## [TEXT BLOCK]
::::::
Prest (Appellant) v Petrodel Resources Limited and others (Respondents)
|Cite as:|| UKSC 34|
|Hand-down Date:||June 12, 2013|
Trinity Term  UKSC 34 On appeal from:  EWCA Civ 1395
Prest (Appellant) v Petrodel Resources Limited and others (Respondents)
Lord Neuberger, President Lord Walker
JUDGMENT GIVEN ON
12 June 2013
Heard on 5 and 6 March 2013
Appellant Richard Todd QC
Daniel Lightman Stephen Trowell
(Instructed by Farrer & Co)
Respondent Tim Amos QC Oliver Wise
Amy Kisser (Instructed by Jeffrey Green Russell Ltd)
This appeal arises out of proceedings for ancillary relief following a divorce. The principal parties before the judge, Moylan J, were Michael and Yasmin Prest. He was born in Nigeria and she in England. Both have dual Nigerian and British nationality. They were married in 1993, and during the marriage the matrimonial home was in England, although the husband was found by the judge to have been resident in Monaco from about 2001 to date. There was also a second home in Nevis. The wife petitioned for divorce in March 2008. A decree nisi was pronounced in December 2008, and a decree absolute in November 2011.
The husband is not party to the appeal in point of form, although he is present in spirit. The appeal concerns only the position of a number of companies belonging to the group known as the Petrodel Group which the judge found to be wholly owned and controlled (directly or through intermediate entities) by the husband. There were originally seven companies involved, all of which were joined as additional respondents to the wife's application for ancillary relief. They were Petrodel Resources Ltd ("PRL"), Petrodel Resources (Nigeria) Ltd ("PRL Nigeria"), Petrodel Upstream Ltd ("Upstream"), Vermont Petroleum Ltd ("Vermont"), Elysium Diem Ltd, Petrodel Resources (Nevis) Ltd ("PRL Nevis") and Elysium Diem Ltd (Nevis). Three of these companies, PRL, Upstream and Vermont, all incorporated in the Isle of Man, are the respondents in this court. PRL was the legal owner of the matrimonial home, which was bought in the name of the company in 2001 but was found by the judge to be held for the husband beneficially. There is no longer any issue about that property, which is apparently in the process of being transferred to the wife. In addition, PRL was the legal owner of five residential properties in the United Kingdom and Vermont is the legal owner of two more. The question on this appeal is whether the court has power to order the transfer of these seven properties to the wife given that they legally belong not to him but to his companies.
::::::
## [PROVIDED RECORDS]

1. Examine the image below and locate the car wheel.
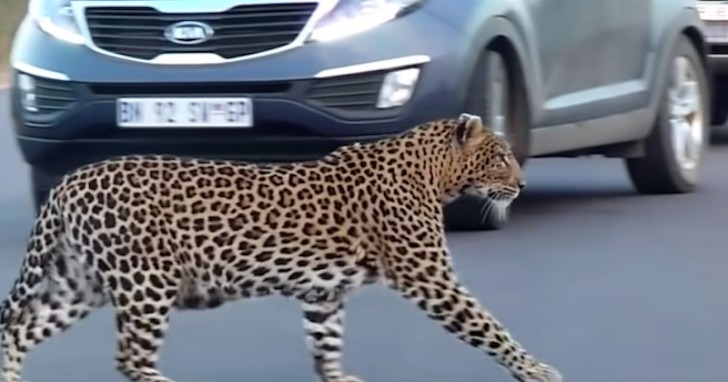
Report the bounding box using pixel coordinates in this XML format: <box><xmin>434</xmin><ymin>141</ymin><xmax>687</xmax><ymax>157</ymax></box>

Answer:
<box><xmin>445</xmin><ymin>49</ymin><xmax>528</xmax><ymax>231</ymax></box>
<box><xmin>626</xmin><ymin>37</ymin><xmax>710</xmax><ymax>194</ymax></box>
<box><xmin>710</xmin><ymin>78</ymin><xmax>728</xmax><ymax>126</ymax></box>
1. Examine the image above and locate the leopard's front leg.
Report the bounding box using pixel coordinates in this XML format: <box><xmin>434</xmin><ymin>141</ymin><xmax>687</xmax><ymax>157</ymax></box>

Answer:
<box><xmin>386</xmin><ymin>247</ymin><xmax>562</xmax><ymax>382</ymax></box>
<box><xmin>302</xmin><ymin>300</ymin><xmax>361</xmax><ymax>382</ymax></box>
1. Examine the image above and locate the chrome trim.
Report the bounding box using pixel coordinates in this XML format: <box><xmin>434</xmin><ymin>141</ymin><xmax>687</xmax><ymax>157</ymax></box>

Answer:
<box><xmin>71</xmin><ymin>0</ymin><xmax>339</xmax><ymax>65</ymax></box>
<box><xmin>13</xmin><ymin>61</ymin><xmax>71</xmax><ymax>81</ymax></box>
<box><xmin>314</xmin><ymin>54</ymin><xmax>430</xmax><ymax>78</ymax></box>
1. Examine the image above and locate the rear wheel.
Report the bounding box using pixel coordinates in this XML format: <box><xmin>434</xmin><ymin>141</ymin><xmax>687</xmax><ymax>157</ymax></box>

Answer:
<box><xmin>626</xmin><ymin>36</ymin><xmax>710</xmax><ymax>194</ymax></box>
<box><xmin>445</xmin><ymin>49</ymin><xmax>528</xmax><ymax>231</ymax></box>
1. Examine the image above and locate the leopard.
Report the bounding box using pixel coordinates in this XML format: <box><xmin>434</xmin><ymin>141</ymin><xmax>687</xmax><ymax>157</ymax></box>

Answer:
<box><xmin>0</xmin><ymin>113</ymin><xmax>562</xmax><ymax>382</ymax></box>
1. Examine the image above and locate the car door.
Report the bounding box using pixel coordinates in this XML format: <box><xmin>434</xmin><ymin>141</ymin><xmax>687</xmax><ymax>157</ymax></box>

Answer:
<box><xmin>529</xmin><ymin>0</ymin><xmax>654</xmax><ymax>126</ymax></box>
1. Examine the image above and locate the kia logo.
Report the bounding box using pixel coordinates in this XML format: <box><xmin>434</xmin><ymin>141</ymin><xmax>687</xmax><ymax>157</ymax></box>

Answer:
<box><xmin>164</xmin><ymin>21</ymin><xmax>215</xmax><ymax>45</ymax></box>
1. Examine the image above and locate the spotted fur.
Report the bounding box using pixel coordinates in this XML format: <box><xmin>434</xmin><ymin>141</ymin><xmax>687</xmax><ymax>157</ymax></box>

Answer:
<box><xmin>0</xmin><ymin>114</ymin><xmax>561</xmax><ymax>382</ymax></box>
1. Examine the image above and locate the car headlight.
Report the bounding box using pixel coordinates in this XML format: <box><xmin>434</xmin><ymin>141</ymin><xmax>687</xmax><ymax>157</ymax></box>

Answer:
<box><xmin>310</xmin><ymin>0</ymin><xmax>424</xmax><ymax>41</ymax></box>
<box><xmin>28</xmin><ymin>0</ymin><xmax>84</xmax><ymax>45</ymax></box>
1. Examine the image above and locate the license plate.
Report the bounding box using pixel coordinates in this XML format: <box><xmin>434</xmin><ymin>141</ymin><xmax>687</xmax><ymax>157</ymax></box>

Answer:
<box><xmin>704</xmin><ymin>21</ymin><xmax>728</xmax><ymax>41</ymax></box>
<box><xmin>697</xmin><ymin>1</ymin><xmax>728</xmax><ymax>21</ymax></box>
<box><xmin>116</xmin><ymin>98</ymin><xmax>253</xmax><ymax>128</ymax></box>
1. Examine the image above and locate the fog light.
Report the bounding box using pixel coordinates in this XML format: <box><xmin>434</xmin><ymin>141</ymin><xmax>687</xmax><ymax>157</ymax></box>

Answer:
::::::
## [CHALLENGE]
Extract verbatim from the Prest v Petrodel judgment the passage starting at "This appeal arises" and ending at "in November 2011.".

## [TASK OUTPUT]
This appeal arises out of proceedings for ancillary relief following a divorce. The principal parties before the judge, Moylan J, were Michael and Yasmin Prest. He was born in Nigeria and she in England. Both have dual Nigerian and British nationality. They were married in 1993, and during the marriage the matrimonial home was in England, although the husband was found by the judge to have been resident in Monaco from about 2001 to date. There was also a second home in Nevis. The wife petitioned for divorce in March 2008. A decree nisi was pronounced in December 2008, and a decree absolute in November 2011.